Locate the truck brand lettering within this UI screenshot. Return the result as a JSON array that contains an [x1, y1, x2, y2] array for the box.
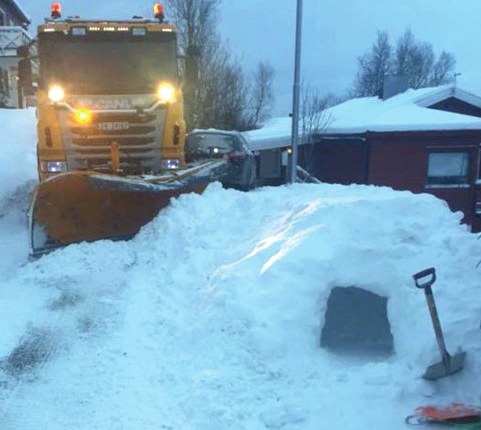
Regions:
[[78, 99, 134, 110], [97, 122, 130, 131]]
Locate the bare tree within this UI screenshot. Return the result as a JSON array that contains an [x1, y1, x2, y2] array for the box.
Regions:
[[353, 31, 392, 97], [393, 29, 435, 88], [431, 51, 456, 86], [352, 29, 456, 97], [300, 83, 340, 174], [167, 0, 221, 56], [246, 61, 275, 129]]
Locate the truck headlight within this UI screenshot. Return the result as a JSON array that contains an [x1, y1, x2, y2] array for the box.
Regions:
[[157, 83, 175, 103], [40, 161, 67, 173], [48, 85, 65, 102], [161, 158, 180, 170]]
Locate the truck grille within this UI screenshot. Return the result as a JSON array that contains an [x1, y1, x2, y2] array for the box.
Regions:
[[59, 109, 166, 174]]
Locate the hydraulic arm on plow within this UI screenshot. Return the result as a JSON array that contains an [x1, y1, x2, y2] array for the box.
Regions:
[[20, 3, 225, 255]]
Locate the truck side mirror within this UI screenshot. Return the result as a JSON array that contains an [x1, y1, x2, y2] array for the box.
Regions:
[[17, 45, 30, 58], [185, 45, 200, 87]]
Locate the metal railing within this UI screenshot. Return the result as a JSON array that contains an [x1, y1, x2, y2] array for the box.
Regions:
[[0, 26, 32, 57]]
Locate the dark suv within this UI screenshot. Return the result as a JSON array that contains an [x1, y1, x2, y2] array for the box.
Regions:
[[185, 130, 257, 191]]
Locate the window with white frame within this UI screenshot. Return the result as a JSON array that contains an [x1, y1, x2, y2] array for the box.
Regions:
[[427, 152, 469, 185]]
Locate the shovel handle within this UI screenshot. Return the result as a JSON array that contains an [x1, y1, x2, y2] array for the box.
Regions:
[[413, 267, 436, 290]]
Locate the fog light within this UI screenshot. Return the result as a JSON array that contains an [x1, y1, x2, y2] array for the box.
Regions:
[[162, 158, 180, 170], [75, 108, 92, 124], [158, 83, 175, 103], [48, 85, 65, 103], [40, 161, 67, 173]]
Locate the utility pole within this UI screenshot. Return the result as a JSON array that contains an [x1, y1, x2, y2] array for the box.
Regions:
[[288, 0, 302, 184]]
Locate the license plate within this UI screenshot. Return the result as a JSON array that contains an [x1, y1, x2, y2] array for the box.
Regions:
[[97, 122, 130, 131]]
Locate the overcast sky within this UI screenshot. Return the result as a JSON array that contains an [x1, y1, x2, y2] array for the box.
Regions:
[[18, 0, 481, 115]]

• • •

■ **Exercise requirements**
Transcribe all of the rows above verbatim, omitting the pictures.

■ **Correct response**
Locate the truck brand lettering within this UI screenshot. Return the result as a JSON array that contains an [x1, y1, x2, y2] array for the box.
Regions:
[[78, 99, 134, 110], [97, 122, 130, 131]]
Locate the bare tree within this UI screenshot. Return the result as a JSON array that contains an [x1, y1, x2, y2] array for the box.
Regions:
[[353, 31, 392, 97], [393, 29, 435, 88], [431, 51, 456, 86], [352, 29, 456, 97], [300, 83, 340, 174], [167, 0, 221, 56], [246, 61, 275, 129]]
Locate the truck headlight within this UI screenshot. Return the result as a JSON array that contains an [x1, y1, x2, y2] array for the box.
Regions:
[[157, 83, 175, 103], [40, 161, 67, 173], [48, 85, 65, 102], [161, 158, 180, 170]]
Locate the truck grille within this UI screenshot. Return the result as a JSON array that contains an [x1, y1, x2, y2] array for the box.
Regions:
[[59, 109, 166, 174]]
Locate the hydraulic arm on plow within this UI screenshot. Return the result as a JSON array that contains an [x1, y1, x2, y2] array for the box.
Regions:
[[20, 3, 225, 255]]
Locate the truck side mirror within this UI screenshot. Return the result as a JSON array that contains an [x1, y1, x2, y2] array for the box.
Regions:
[[17, 45, 30, 58], [185, 45, 200, 87]]
Locate the metal railing within this UI screenshot. Return the result as a JSON array that contains an [x1, y1, x2, y2] array for the box.
Regions:
[[0, 26, 32, 57]]
Locate the dark suv within this UI screenshot. Return the result as a JSON array that contains an [x1, y1, x2, y2] array for the box.
Regions:
[[185, 130, 257, 191]]
Locate the window with white frame within this UI screenshot. Return the result as a JSON array that contains an [x1, y1, x2, y2] array for the box.
Regions:
[[427, 152, 469, 185]]
Locate the shovel handle within this UI screenshot. Return the result as a JSON array that contains an [x1, y1, x2, y2] array for the box.
Regions:
[[413, 267, 436, 290]]
Locate the fog light within this UI screenshot. Return the result as a JSON array that contains an [x1, y1, x2, y2] array for the box.
Regions:
[[162, 158, 180, 170], [75, 108, 92, 124], [158, 83, 175, 103], [48, 85, 65, 103], [40, 161, 67, 173]]
Locate the utility pole within this UI screenshot. Return the result as a JSON array that contains an [x1, y1, x2, y2] array for the box.
Regions:
[[288, 0, 302, 184]]
Locate the license plate within this UI screenshot. Return the result as a JSON array that contains an [x1, y1, x2, y2] array for the box.
Regions:
[[97, 122, 130, 131]]
Locate the overcast sky within this UI screenshot. Return the result as a JSON array that contains an [x1, y1, x2, y2] array for the box.
Regions:
[[18, 0, 481, 115]]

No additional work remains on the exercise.